• Exercise objective:
Rewrite all the rows below, replacing "Annotation task" with "Labeling task" and leaving everything else unchanged. Omit the pictures from your answer.

----- Dataset records -----

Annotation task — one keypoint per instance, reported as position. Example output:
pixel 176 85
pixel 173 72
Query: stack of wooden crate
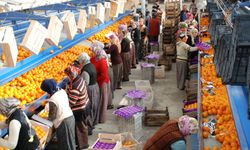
pixel 169 30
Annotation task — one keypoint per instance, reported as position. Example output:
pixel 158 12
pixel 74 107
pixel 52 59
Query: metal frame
pixel 7 74
pixel 238 97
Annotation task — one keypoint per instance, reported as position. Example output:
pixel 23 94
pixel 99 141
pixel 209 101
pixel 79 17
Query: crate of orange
pixel 43 132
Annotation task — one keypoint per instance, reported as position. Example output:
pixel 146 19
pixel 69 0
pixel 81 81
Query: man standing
pixel 183 13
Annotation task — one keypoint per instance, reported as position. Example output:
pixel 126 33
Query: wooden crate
pixel 107 10
pixel 155 117
pixel 34 37
pixel 100 13
pixel 92 15
pixel 160 72
pixel 9 46
pixel 69 23
pixel 54 30
pixel 82 21
pixel 114 8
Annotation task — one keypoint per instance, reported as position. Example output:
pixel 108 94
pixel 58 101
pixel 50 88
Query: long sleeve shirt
pixel 101 67
pixel 115 55
pixel 78 95
pixel 183 49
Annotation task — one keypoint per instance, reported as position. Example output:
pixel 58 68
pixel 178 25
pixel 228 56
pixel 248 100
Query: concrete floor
pixel 165 94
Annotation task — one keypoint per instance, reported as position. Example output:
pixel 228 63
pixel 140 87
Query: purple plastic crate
pixel 147 65
pixel 152 56
pixel 104 146
pixel 202 46
pixel 127 112
pixel 136 94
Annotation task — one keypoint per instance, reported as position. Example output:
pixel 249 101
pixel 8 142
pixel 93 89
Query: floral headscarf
pixel 72 72
pixel 188 125
pixel 83 59
pixel 8 105
pixel 49 86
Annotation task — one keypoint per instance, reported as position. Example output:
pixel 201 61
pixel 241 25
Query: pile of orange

-----

• Full solution:
Labeling task — one keypoint per instance, reported as position. Example output:
pixel 176 85
pixel 173 72
Query: stack of wooden crate
pixel 169 30
Labeling task — one keypoint per instance, reported as position. Example output:
pixel 158 12
pixel 74 107
pixel 52 59
Query: metal frame
pixel 7 74
pixel 238 97
Labeling task — one keypoint per instance, reported as position. Example output:
pixel 23 94
pixel 99 141
pixel 209 101
pixel 79 17
Query: crate of orange
pixel 43 132
Labeling task — one keypoint per instance, reported as position. Example output:
pixel 146 19
pixel 69 0
pixel 81 81
Query: man standing
pixel 183 13
Labeling task — one keypoint per instance, reported as position. Example output:
pixel 126 33
Query: wooden crate
pixel 107 10
pixel 155 117
pixel 34 37
pixel 100 13
pixel 92 15
pixel 160 72
pixel 9 46
pixel 69 23
pixel 54 30
pixel 82 21
pixel 114 8
Labeling task — one keypoint per instance, reported as position. Example output:
pixel 108 94
pixel 58 101
pixel 50 88
Query: long sleeve shirt
pixel 101 67
pixel 115 55
pixel 78 95
pixel 183 49
Labeling task — one keypoint per instance, reported as position. Example output:
pixel 58 68
pixel 178 25
pixel 228 56
pixel 248 100
Query: concrete floor
pixel 165 94
Labeling task — one keypoint per instance, reported as position. Example output:
pixel 228 63
pixel 140 87
Query: purple plastic crate
pixel 147 65
pixel 152 56
pixel 104 146
pixel 202 46
pixel 127 112
pixel 136 94
Labeling task — one keypoint per instance, reported as position. Example output:
pixel 249 101
pixel 8 142
pixel 93 89
Query: floral headscarf
pixel 72 72
pixel 188 125
pixel 83 59
pixel 8 105
pixel 49 86
Labeling task — one keypoint per instance, reported as position. Example output:
pixel 201 61
pixel 241 25
Query: pile of orange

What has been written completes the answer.